WHAT YOU SHOULD DO:
Can you retype every one of the records below word for word, leaving out the pictures?

(Excerpts of location labeling data)
▶

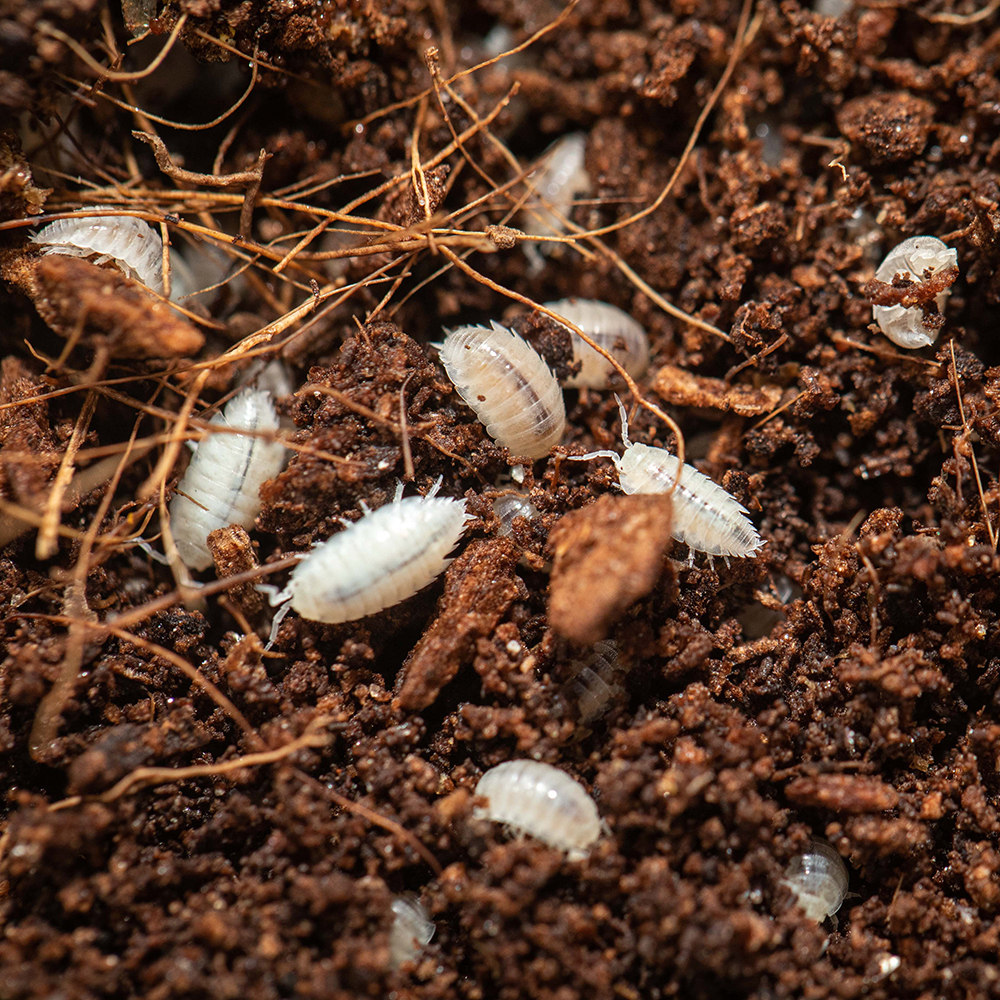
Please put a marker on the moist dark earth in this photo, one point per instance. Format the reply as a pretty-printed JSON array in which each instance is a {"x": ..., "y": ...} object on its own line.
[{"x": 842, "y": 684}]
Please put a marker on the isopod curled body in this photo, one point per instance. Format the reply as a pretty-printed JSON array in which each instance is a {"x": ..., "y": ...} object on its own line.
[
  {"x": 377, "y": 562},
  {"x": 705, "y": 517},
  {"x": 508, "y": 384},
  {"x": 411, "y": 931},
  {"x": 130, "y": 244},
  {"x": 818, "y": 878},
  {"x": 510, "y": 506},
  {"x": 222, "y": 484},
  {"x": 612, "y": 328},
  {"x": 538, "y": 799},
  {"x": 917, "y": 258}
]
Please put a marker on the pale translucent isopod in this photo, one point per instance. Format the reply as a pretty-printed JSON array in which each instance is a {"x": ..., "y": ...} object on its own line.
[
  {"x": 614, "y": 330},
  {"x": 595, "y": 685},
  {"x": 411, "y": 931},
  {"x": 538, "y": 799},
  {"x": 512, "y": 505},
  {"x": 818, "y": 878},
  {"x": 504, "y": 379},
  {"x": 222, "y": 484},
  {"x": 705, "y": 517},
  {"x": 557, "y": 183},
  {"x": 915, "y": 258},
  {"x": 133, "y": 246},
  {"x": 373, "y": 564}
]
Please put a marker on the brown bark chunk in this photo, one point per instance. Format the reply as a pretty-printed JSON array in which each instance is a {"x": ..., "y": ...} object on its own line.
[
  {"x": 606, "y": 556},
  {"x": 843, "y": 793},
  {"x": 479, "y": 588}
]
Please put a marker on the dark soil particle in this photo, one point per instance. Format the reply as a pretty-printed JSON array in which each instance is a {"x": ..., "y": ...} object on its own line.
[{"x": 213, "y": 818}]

◀

ANSWER BELOW:
Please put a marker on the moist dark earth in this photo, one point per instance. Format the reply as a pretty-printed JSON array in which each instance is a {"x": ..., "y": ...} object on its own line.
[{"x": 842, "y": 684}]
Please put a marker on the isopod curled body in this photo, one point per instance. Format the reply as a pretty-printed JSON array in which each instance is a {"x": ..., "y": ...} object on its own line.
[
  {"x": 377, "y": 562},
  {"x": 705, "y": 517},
  {"x": 508, "y": 384},
  {"x": 411, "y": 931},
  {"x": 130, "y": 244},
  {"x": 818, "y": 878},
  {"x": 510, "y": 506},
  {"x": 222, "y": 484},
  {"x": 612, "y": 328},
  {"x": 538, "y": 799},
  {"x": 917, "y": 258}
]
Please put a marker on the pale translucent isopod in this photo, one point per instance. Format the reply as a pretty-printed JSON array in which each instance is a {"x": ..., "y": ...} object on its own line.
[
  {"x": 614, "y": 330},
  {"x": 595, "y": 685},
  {"x": 411, "y": 931},
  {"x": 538, "y": 799},
  {"x": 512, "y": 505},
  {"x": 818, "y": 878},
  {"x": 504, "y": 379},
  {"x": 222, "y": 484},
  {"x": 705, "y": 517},
  {"x": 557, "y": 183},
  {"x": 915, "y": 258},
  {"x": 133, "y": 246},
  {"x": 373, "y": 564}
]
Please put a marker on the brown bark chunk in this photo, one point per instance. Format the reply as a pretty-printed JSON array in which each instance is a {"x": ..., "y": ...} object on its own line.
[
  {"x": 606, "y": 556},
  {"x": 843, "y": 793},
  {"x": 479, "y": 588}
]
Please put a marker on the dark soil particle in this photo, one point per instance. Format the reply as a pretty-printed JSON array in which each instance is a {"x": ..., "y": ...} object on its own line.
[{"x": 213, "y": 818}]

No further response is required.